Work to be completed |
Copy out each line below containing "right".

****

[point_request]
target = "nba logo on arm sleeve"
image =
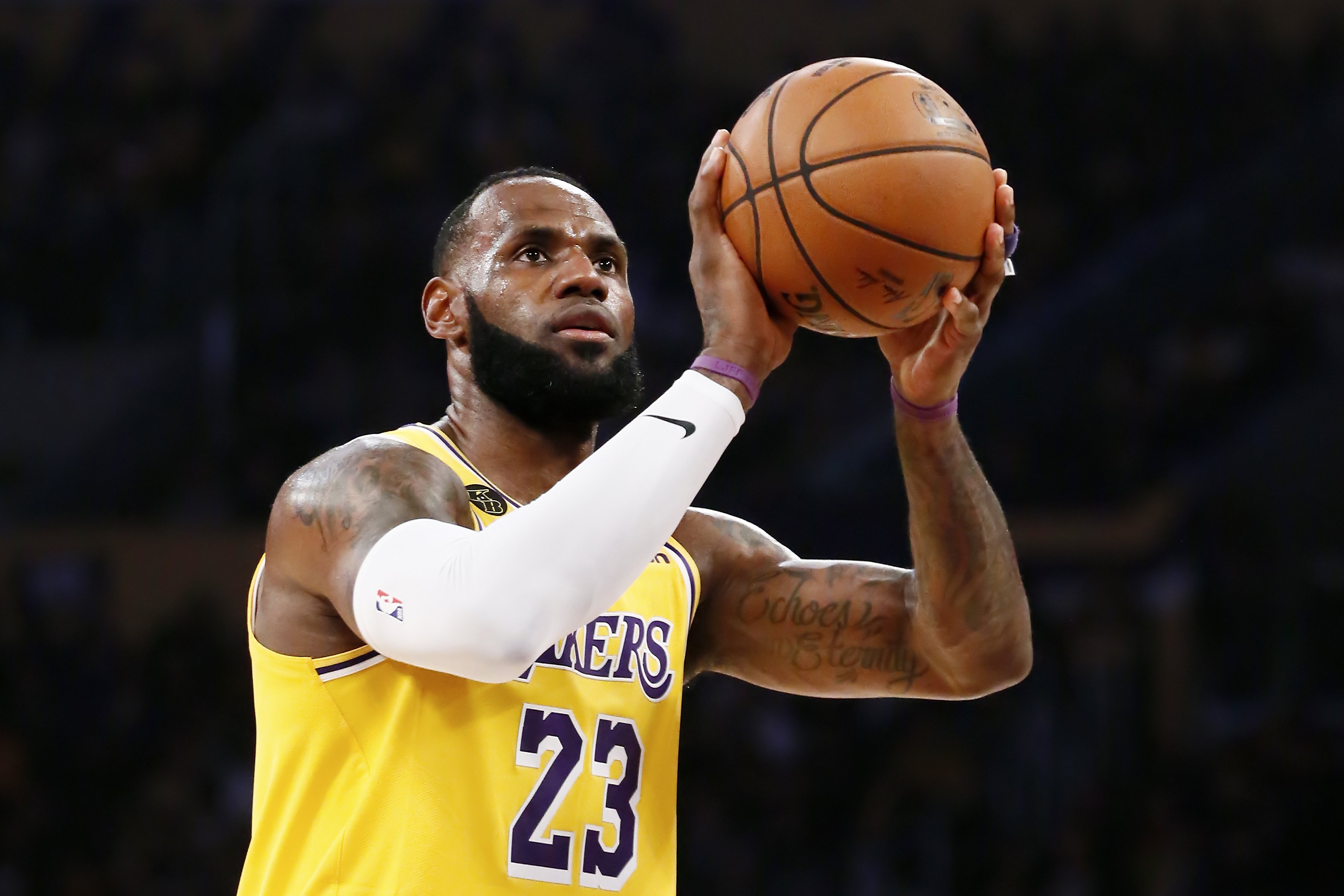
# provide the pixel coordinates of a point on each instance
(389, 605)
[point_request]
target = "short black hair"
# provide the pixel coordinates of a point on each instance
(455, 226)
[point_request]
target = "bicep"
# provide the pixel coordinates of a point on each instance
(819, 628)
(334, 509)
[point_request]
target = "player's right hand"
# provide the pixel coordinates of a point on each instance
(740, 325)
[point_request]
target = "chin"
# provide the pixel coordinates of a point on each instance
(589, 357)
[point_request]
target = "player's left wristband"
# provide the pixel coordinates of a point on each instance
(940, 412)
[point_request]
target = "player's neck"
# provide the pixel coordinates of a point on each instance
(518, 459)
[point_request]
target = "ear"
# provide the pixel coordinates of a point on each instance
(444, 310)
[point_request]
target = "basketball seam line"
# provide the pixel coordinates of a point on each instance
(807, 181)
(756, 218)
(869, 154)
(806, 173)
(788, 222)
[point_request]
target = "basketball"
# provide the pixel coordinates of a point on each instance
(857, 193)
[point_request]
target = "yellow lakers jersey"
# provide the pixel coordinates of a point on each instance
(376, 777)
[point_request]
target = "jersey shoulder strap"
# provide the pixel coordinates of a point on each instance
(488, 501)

****

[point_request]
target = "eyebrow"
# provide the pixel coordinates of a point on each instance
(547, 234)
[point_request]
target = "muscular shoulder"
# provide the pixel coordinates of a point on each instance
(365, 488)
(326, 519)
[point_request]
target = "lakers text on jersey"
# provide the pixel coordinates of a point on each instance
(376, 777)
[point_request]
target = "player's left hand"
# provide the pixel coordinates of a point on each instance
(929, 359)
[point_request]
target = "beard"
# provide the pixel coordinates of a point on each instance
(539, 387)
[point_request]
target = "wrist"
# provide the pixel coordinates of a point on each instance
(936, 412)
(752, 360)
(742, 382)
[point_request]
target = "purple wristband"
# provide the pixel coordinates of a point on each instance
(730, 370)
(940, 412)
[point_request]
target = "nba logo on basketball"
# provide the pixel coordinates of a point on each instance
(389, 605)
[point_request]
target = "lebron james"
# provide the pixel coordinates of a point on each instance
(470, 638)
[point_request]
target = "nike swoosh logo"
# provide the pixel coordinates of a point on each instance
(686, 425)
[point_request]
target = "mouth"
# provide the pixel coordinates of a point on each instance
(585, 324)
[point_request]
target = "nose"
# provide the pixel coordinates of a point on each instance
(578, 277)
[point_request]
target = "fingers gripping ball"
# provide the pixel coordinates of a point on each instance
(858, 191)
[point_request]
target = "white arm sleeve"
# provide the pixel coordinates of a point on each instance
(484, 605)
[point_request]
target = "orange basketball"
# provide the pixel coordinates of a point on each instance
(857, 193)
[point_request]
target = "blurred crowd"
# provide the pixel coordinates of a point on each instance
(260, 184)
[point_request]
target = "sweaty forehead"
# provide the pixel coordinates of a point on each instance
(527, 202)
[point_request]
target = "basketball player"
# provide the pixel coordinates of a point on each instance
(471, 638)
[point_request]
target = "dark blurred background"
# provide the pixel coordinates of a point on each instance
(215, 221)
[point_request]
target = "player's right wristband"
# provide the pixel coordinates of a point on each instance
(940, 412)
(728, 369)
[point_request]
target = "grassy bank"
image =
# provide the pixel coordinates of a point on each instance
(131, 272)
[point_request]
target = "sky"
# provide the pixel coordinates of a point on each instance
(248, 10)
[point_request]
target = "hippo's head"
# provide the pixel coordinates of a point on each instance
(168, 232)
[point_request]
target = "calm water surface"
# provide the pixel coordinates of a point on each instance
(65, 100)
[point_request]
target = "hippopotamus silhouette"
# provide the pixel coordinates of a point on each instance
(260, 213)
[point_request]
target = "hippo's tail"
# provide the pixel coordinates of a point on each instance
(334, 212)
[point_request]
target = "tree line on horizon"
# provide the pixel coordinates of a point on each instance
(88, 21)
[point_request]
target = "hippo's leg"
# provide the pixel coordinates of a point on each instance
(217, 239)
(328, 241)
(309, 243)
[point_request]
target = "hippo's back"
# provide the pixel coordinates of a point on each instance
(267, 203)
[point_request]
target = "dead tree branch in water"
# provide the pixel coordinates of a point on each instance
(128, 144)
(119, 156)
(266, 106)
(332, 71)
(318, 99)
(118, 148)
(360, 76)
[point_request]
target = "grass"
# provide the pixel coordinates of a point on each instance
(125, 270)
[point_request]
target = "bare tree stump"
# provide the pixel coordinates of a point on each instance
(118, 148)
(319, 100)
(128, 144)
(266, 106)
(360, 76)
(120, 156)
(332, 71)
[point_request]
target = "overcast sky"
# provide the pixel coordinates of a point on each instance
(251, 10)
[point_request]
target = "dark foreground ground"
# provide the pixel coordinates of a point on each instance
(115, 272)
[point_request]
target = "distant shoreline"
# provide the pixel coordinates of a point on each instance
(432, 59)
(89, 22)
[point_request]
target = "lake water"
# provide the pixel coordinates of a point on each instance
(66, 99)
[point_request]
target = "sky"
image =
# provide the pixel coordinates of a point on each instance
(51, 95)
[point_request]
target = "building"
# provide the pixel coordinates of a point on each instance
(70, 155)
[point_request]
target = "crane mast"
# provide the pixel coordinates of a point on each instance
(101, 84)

****

Exercise result |
target = "player's right hand"
target = "player's right wristband"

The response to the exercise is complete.